### Письменные задания:
1. Определите, соответствуют ли воспоминаниям о Зощенко три утверждения ниже. Для каждого ответьте «да» или «нет» и приведите точную цитату, которая это решает.
(a) Статью «Воспитание чувств» напечатали в мартовском номере журнала «Звезда» за 1938 год.
(b) Автор сам попросил Зощенко высказать мнение о его статье.
(c) В ответ на вопрос о веселости Зощенко назвал себя жизнерадостным человеком.
2. Перечислите все повести документально-исторического характера, которые названы в воспоминаниях о Зощенко.
3. Продолжите воспоминания о Зощенко сразу после их последнего предложения.

### Страница:
((

Вспоминая Михаила Зощенко
Шрифт:
– Как вы сумели, - заговорил неизвестный человек, порадовавшись только что прочитанному рассказу, - сохранить свою веселость, жизнерадостность... Что вы для этого делаете?
– Но кто вам сказал?..
– ответил писатель.
– Я скучный и мрачный человек...
Еще раз - взаимное непонимание сторон. Сколько таких случаев было у Зощенко? И сколько раз читатели "поправляли" художника, предлагая ему более приглаженный, менее угловатый, далекий от обывательского жаргона язык. В беседе со мной Зощенко выразил это недоразумение такими словами:
– Я стараюсь приблизить свой язык к живой речи, с которой сталкиваюсь в быту. Не проходит вечера, чтобы я не занес в записную книжку какое-нибудь словцо, обрывок фразы, уличный выкрик, осколок будущего сюжета. Потом в рукописи я заделываю
* * *
Все свои суждения о творчестве Зощенко, о проявившихся в нем новых тенденциях я попытался сформулировать в статье "Воспитание чувств", которую предложил журналу "Звезда"; там ее напечатали в мартовском номере за 1938 год. Это была моя первая большая работа о Зощенко; она опиралась на его рассказы последних лет, а также на повести документально-исторического характера ("Черный принц", "Бесславный конец", "Возмездие"), появившиеся в те же годы. Мне, разумеется, было очень важно знать мнение писателя об этой статье. Но случая поговорить не представлялось, а напрашиваться я не стал. Минуло немало дней, пока мы встретились; произошло это в Большом зале филармонии.

))

### Записи данных:
((

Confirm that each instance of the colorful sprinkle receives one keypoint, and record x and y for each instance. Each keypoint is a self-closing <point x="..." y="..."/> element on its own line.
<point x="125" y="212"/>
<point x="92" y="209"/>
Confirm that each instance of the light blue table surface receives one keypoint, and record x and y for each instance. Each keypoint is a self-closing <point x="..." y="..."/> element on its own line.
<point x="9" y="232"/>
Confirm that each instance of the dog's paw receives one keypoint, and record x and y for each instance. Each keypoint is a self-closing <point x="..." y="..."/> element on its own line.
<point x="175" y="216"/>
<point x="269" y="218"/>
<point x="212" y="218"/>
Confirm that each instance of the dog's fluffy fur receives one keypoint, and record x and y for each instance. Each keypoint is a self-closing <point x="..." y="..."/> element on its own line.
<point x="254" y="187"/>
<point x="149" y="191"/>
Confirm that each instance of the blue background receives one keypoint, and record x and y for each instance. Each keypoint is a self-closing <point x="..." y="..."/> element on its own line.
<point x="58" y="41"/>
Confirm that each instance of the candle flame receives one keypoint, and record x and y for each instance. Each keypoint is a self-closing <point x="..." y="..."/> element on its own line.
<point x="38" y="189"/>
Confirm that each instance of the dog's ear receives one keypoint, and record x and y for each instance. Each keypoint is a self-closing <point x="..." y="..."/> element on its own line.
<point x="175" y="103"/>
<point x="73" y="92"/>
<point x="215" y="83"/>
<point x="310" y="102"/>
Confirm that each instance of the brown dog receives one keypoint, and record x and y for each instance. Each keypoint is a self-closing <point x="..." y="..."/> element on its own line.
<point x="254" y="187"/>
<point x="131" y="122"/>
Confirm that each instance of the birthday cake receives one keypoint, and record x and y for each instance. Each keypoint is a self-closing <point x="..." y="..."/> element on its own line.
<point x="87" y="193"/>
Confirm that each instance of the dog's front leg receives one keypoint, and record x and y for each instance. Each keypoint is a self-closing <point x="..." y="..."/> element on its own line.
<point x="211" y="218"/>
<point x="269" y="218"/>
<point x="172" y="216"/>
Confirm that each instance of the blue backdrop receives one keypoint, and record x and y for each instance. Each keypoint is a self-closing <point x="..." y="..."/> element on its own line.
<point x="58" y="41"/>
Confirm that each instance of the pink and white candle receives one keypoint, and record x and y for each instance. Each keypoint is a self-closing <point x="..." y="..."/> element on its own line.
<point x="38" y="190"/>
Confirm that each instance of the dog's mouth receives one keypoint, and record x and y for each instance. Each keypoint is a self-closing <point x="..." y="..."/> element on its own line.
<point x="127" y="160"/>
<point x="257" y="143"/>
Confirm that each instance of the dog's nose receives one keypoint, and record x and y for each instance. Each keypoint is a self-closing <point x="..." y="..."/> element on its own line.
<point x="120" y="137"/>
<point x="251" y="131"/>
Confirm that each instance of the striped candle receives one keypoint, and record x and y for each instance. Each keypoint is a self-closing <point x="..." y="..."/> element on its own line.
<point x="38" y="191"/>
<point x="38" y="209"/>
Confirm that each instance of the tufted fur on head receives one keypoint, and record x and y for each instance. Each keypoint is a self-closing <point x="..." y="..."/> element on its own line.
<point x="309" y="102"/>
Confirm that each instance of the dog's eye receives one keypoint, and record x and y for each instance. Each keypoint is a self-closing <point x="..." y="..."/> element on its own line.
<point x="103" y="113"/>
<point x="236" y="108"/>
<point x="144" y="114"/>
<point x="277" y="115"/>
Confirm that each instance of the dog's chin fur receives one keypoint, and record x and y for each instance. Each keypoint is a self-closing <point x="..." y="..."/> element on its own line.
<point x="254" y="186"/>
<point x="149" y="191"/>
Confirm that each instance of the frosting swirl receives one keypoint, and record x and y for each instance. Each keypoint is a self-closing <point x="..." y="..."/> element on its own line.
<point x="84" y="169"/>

))
((

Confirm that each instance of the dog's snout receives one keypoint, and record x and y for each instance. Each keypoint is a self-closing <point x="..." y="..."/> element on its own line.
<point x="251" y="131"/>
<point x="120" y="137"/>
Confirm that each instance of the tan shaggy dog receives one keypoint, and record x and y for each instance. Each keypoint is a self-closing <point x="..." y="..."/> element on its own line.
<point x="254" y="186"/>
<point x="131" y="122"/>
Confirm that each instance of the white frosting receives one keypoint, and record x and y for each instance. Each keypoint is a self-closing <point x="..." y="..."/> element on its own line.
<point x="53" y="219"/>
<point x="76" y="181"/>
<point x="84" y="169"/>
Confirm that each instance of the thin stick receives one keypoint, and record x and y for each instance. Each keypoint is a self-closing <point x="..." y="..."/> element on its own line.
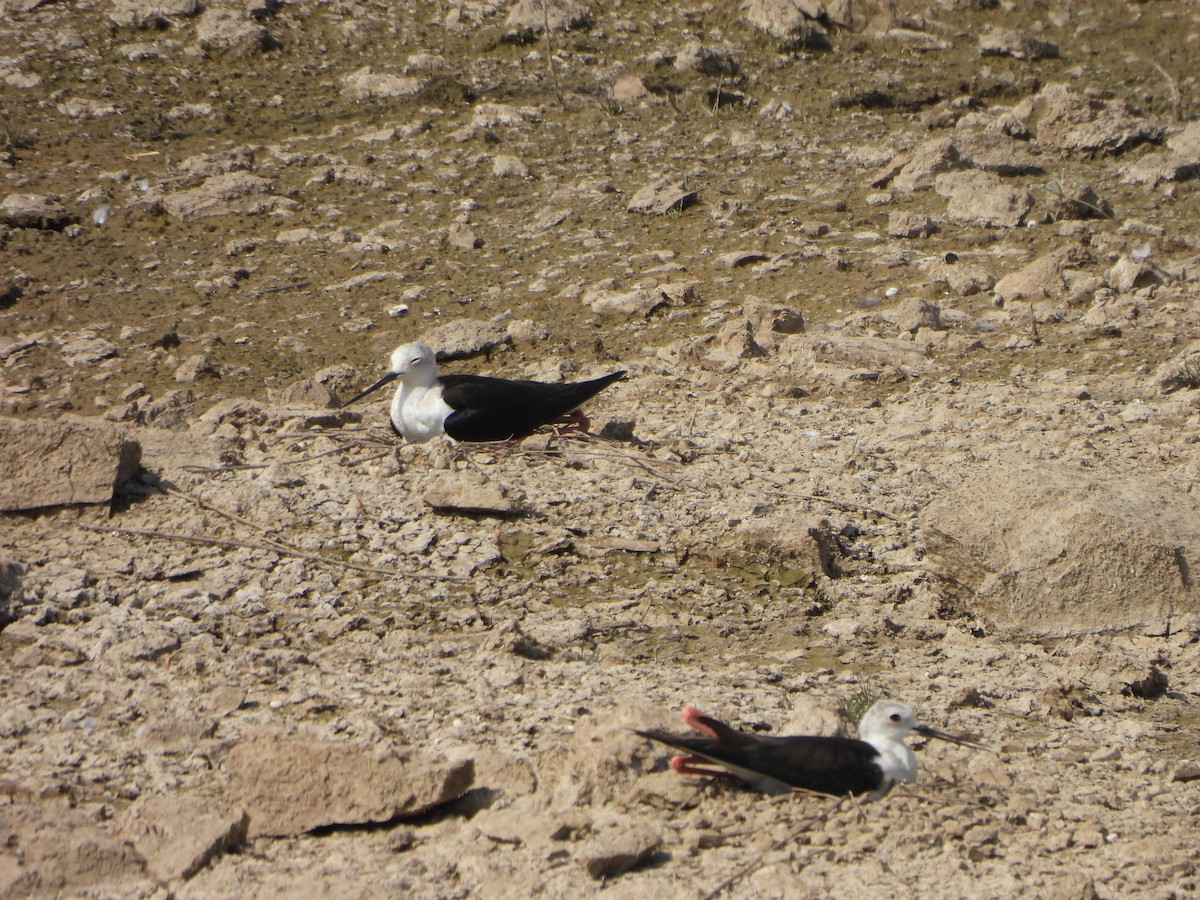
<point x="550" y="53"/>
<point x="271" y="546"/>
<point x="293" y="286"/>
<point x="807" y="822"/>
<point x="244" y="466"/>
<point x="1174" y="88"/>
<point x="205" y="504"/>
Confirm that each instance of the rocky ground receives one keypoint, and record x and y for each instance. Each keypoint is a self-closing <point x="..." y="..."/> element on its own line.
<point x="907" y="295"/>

))

### Ответы:
1.
(a) Да: «там ее напечатали в мартовском номере за 1938 год».
(b) Нет: «Но случая поговорить не представлялось, а напрашиваться я не стал».
(c) Нет: «Я скучный и мрачный человек...»

2. «Черный принц», «Бесславный конец», «Возмездие».

3.
Зощенко был на концерте один, я - с женой. Мы увиделись в перерыве, проговорили весь антракт о музыке, о разных вещах, потом взялись проводить его домой. После концерта у нас для беседы оставалось шесть-семь минут: Зощенко жил очень близко от филармонии, надо было только пройти кусочек улицы Ракова и перемахнуть через узенький пешеходный мостик. Михаил Михайлович учтиво поблагодарил меня за статью - он прочел ее сразу по получении журнала - и с мягкой укоризной сказал:
– Вы там пишете о каком-то новом этапе в моей работе. Можно сказать, гоните меня по этапу... Ну, это ваша профессиональная терминология, не в том дело. Вы сопоставляете "Голубую книгу" с повестью о Керенском ("Бесславный конец"), с "Черным принцем". Ведь это вещи разных измерений: одно дело цепь рассказов, поучительных и разных иных, собранных в "Голубой книге", другое - историческая хроника. И когда вы замечаете, что хроники написаны правильным, естественным языком, - что вы хотите этим сказать? Что в "Голубой книге" язык "неправильный", "неестественный"? Тут, извините, что-то не то. И не кажется ли вам, - спросил он, вдруг остановившись, - что на периоды и этапы принято делить только классиков?
Насчет сопоставлений он был совершенно прав. В остальном же я не стал повторять своих аргументов, поскольку содержание статьи в целом у него возражений не вызывало. Я сказал в ответ несколько слов, и мы распрощались.
По дороге домой я недоумевал: почему можно делить только классиков, разве нельзя устанавливать какие-то периоды в творчестве тех, чьи литературные биографии исчисляются десятью - пятнадцатью годами?
Одно только не пришло мне (да, вероятно, и ему) в голову: что полчаса тому назад я разговаривал с классиком.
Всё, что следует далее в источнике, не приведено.